A study from Wilmer Eye Institute researchers showed that physician understanding of patient topical ophthalmic medication use based solely on bottle cap color is frequently incorrect, particularly in patients with glaucoma. Errors based on communication using bottle cap color alone may be common and could lead to confusion and harm.

Patients aged ≥18 years with primary open-angle, primary angle-closure, pseudoexfoliation or pigment-dispersion glaucoma, bilateral visual acuity of ≥20/400 and no concurrent conditions that may affect color vision were included in this cross-sectional study. One hundred patients provided color descriptions of 11 distinct medication bottle caps. Color descriptors were presented to three physicians who matched each color descriptor to the medication they thought the descriptor was describing. The main outcome measure was frequency of patient-physician agreement, i.e., all three physicians accurately matched the color descriptor to the correct medication. Multivariate regression models evaluated whether patient-physician agreement decreased with degree of better-eye visual field damage, color descriptor heterogeneity or color vision deficiency, as determined by the Hardy-Rand-Rittler (HRR) score and Lanthony D15 color confusion index (D15 CCI).

Subjects had a mean age of 69 (±11) years, with VF mean deviation of -4.7 (±6.0) and -10.9 (±8.4) decibels in the better- and worse-seeing eyes, respectively. Patients produced 102 unique color descriptors to describe the colors of the 11 bottle caps. Among individual patients, the mean number of medications demonstrating agreement was 6.1/11 (55.5 percent). Agreement was <15 percent for four medications (prednisolone acetate, betaxolol HCl, brinzolamide/brimonidine and latanoprost). Lower HRR scores and higher D15 CCI, both indicating worse color vision, were associated with greater VF damage (p<0.001). The extent of color vision deficiency and color descriptor heterogeneity significantly predicted agreement in multivariate models (odds of agreement = 0.90 per one point decrement in HRR score, p<0.001; odds of agreement = 0.30 for medications exhibiting high heterogeneity [≥11 descriptors], p=0.007).

Ophthalmology 2015;122:2373-2379.
Dave P, Villareal G, Friedman D, Kahook M, et al.

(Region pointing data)
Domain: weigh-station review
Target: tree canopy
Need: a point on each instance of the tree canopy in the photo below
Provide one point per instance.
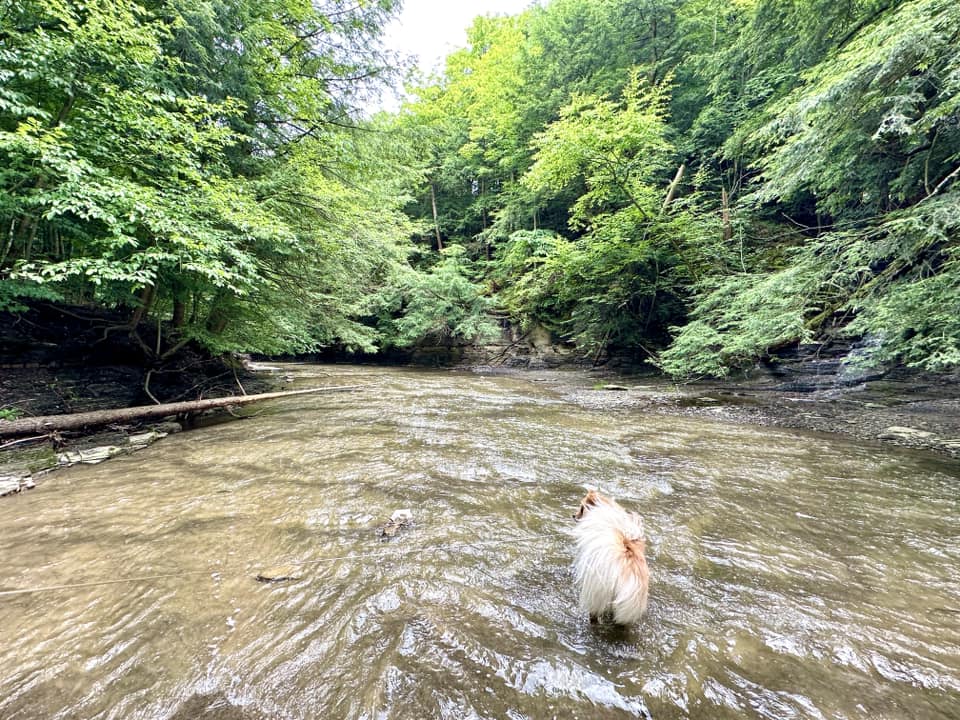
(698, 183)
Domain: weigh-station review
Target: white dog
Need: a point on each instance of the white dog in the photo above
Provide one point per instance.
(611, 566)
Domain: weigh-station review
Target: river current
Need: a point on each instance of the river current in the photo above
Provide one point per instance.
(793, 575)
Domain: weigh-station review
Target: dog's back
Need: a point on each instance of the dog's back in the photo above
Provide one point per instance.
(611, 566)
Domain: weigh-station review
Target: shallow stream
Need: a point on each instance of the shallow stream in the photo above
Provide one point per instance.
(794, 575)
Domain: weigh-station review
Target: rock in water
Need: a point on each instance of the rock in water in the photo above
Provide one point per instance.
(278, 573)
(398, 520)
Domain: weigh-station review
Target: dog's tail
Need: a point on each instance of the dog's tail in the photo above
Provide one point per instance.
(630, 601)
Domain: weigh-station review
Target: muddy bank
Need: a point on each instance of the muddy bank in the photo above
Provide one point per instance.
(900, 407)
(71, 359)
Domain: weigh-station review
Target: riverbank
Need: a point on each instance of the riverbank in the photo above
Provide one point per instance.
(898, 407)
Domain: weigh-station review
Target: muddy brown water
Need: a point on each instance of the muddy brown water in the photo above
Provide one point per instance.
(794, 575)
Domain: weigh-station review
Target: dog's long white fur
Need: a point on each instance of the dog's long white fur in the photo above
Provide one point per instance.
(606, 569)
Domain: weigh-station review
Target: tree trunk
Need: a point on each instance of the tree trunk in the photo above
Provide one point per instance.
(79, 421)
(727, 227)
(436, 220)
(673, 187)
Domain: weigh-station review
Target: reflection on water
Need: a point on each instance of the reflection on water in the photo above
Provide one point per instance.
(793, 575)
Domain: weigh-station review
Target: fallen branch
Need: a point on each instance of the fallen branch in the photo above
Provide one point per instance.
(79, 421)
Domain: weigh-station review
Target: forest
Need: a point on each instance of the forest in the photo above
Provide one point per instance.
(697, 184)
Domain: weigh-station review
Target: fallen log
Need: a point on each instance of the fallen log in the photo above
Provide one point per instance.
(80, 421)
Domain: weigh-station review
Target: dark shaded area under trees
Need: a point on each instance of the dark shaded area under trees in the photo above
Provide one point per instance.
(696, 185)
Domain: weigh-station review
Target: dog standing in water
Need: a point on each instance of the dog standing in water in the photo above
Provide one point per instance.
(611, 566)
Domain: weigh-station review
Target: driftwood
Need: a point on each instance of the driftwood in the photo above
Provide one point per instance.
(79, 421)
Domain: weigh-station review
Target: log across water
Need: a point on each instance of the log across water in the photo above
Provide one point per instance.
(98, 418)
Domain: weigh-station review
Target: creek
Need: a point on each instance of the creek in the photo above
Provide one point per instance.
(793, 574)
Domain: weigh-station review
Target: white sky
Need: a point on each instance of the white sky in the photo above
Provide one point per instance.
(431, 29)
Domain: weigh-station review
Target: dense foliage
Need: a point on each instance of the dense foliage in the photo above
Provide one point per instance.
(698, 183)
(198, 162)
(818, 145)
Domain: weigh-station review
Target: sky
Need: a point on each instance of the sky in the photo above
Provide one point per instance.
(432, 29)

Brief 1:
In the glaucoma bottle-cap color study summary, how many unique color descriptors did patients produce for the 11 bottle caps?
Brief 2:
Rewrite the part of the glaucoma bottle-cap color study summary that opens with the words containing "A study from" and closes with "confusion and harm.", putting "often inaccurate" in place of "frequently incorrect".
Brief 3:
Extend the glaucoma bottle-cap color study summary past its final line.

Written answer 1:
102

Written answer 2:
A study from Wilmer Eye Institute researchers showed that physician understanding of patient topical ophthalmic medication use based solely on bottle cap color is often inaccurate, particularly in patients with glaucoma. Errors based on communication using bottle cap color alone may be common and could lead to confusion and harm.

Written answer 3:
Provider Communication Improves Eye Exam Adherence
Researchers from the Wills Eye Hospital evaluated the effect of written communication between an ophthalmologist and a primary-care physician on patient adherence to diabetic eye exam recommendations, and found that those patients with communication between providers are more likely to adhere to examinations.

In the retrospective cohort study, records of all patients with diabetes (n=1,968) and clinic visits between 2007 and 2010 were reviewed to collect: patient demographics; insurance status; hemoglobin A1C; severity of diabetic retinopathy; follow-up examinations; and written communication between a patient’s ophthalmologist and primary-care physician. Statistical analyses examined the relationship between physician communication and adherence to diabetic eye exam based on the American Academy of Ophthalmology-published recommendations.

Written communication from an ophthalmologist to a primary-care physician was associated with increased adherence to follow-up eye examination recommendations (odds ratio: 1.49; 95 percent confidence interval: 1.16 to 1.92; p=0.0018). Communication from a primary-care physician to an ophthalmologist was also associated with increased adherence (OR: 1.94; 95 percent CI: 1.37 to 2.77; p=0.0002). Multivariable analysis controlling for other factors associated with examination adherence confirmed that communication both to and from an ophthalmologist was independently and significantly associated with increased follow-up adherence.

Retina 2016;36:20-27.
Storey P, Murchison A, Pizzi L, Hark L, et al.